# [Qué se pide]
1. En el texto sobre la hechicería en Campeche, ¿de quién era esclava la negra Francisca?
2. Por favor, transcribe del texto sobre la hechicería en Campeche el fragmento que comienza en "personas que por" y termina en "la autoridad inquisitorial.".

# [Documento]
=======

En el mismo sentido se pronunciaría la negra Francisca, esclava de doña Melchora de los Reyes, quien al referirse a Juana Delgado declaró que “era bien sabido en la villa que sabía hechizar rosas para atraer a los hombres a su amor lascivo” (AGN, I, vol. 388, 1639, f. 416). Como podemos observar, esta situación también deja entrever la flexibilidad en la estructura social campechana, ya que la acusada no solo gozaba de reconocimiento social y prestigio frente a los grupos dominantes, sino también entre los individuos de su misma condición, como lo fueron algunos negros y seguramente otros mulatos.

Como hemos mencionado, una buena parte de las denuncias por hechicería y brujería descansaron sobre los sectores marginales de la sociedad (minorías o grupos segregados), es decir,

personas que por su posición se convertían en fácil carnada de la maquinaria de orden social, ya que estaban expuestos a todas las miradas y, por su papel de intermediarios, expuestos a suscitar y estar en el centro de los conflictos, por ser personas visibles y conocidas por un gran número de individuos. (Ceballos, “La inquisición” 9)

Desde luego, esta proyección, algunas veces sin el más mínimo recato o cautela, hizo más plausible que cualquier error o falta a la moral y a la religión se considerara una transgresión al orden social establecido, y que por ende se denunciara ante la autoridad inquisitorial.

De hecho, prácticas como la brujería y la hechicería estuvieron estrechamente vinculadas con habladurías y rumores, aspectos que facilitaron la construcción de “redes de comunicación en las que se manifestaban temores e incertidumbres y en las que se expresaban de forma encubierta, o se eliminaban abiertamente, los desafíos contra las estructuras de poder existentes” (Villa-Flores 253). Además, se constituyeron en elementos indispensables para dar origen y posteriormente sustentar este tipo de acusaciones, sobre todo cuando dichas ideas estaban presentes en el imaginario colectivo de la comunidad (Stewart y Strathern 6). En consecuencia, no era de extrañar que la fama que tenían las mulatas María de Salas y Juana Delgado estuviera alimentada por los rumores que iban corriendo por el puerto y que aumentaban su popularidad frente a otras practicantes.

=======

# [Datos proporcionados]
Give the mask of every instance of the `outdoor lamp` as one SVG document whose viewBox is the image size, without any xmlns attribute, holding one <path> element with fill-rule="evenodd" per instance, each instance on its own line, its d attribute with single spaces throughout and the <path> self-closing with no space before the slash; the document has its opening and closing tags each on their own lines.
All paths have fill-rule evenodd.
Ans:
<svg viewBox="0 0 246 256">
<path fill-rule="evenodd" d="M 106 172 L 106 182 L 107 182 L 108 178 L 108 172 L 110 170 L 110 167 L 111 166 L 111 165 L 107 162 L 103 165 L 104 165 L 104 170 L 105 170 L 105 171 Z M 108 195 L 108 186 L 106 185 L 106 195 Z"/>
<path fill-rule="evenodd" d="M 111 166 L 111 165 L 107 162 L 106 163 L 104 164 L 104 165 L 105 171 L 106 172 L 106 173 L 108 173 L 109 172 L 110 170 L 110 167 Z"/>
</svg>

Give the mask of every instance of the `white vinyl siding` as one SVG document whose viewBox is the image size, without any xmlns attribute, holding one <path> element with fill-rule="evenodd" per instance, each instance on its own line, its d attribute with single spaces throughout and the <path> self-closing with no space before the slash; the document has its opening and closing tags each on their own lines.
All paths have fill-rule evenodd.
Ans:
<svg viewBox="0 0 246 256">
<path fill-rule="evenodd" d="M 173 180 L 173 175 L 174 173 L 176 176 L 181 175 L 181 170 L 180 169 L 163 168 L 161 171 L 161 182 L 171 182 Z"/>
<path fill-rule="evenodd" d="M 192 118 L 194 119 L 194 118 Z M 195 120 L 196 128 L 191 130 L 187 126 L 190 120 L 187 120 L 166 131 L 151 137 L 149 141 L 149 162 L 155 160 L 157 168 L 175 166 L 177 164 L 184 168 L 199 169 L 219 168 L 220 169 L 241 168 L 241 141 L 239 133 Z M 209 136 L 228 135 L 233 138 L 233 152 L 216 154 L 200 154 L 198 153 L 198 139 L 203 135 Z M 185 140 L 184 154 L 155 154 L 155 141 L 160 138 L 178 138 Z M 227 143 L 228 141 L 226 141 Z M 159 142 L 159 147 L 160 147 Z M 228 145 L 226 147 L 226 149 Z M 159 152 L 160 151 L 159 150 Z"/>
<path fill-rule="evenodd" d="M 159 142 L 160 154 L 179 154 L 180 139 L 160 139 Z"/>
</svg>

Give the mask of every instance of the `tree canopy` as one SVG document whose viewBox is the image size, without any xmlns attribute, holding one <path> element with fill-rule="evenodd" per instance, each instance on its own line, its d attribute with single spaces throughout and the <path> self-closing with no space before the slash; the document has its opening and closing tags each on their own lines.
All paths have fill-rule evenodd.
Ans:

=======

# [Respuestas desarrolladas]
1. De doña Melchora de los Reyes.

2.
personas que por su posición se convertían en fácil carnada de la maquinaria de orden social, ya que estaban expuestos a todas las miradas y, por su papel de intermediarios, expuestos a suscitar y estar en el centro de los conflictos, por ser personas visibles y conocidas por un gran número de individuos. (Ceballos, “La inquisición” 9)

Desde luego, esta proyección, algunas veces sin el más mínimo recato o cautela, hizo más plausible que cualquier error o falta a la moral y a la religión se considerara una transgresión al orden social establecido, y que por ende se denunciara ante la autoridad inquisitorial.